__Goal__. In the lines from the one with "Can you find the wooden" up to and including the one with "pixel 10 217", switch "ceiling beam" to "roof beam". Give those lines back with nothing else changed.

__Data excerpts__.
-- start --

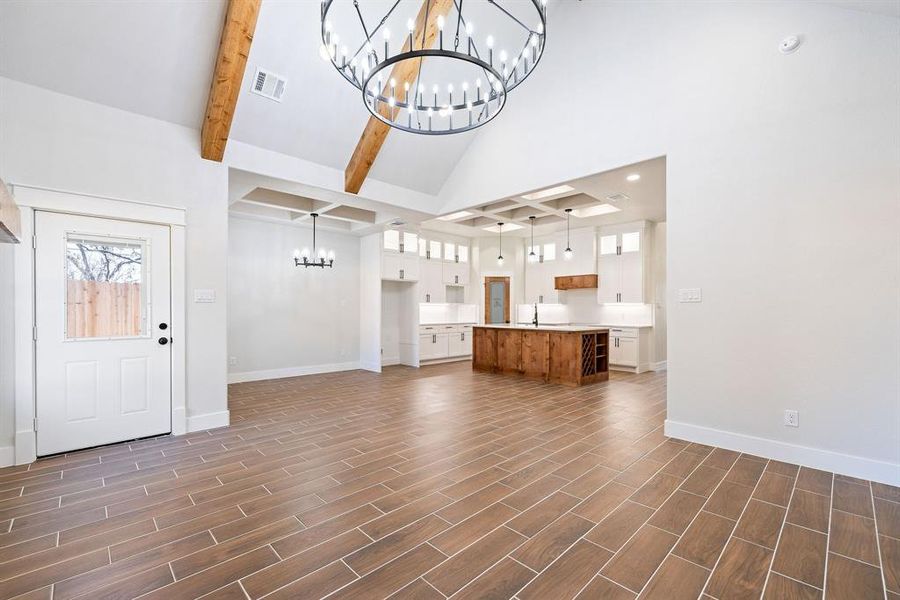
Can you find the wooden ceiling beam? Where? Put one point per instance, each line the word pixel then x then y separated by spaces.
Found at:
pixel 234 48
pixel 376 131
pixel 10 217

-- end --
-- start --

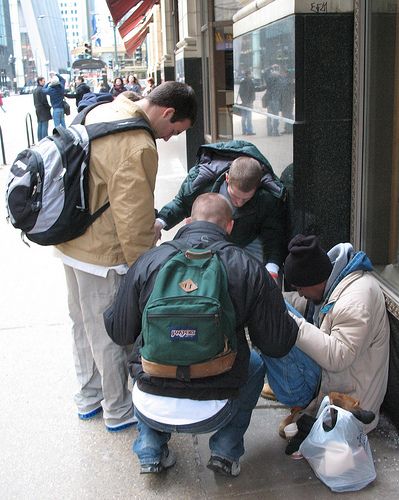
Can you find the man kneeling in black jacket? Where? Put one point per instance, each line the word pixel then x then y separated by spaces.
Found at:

-- end --

__Solution to the exercise__.
Can you find the wooden roof beam? Where? Put one point per instance, each line the word pixel then x then y separated by spaces.
Found at:
pixel 234 48
pixel 376 131
pixel 10 217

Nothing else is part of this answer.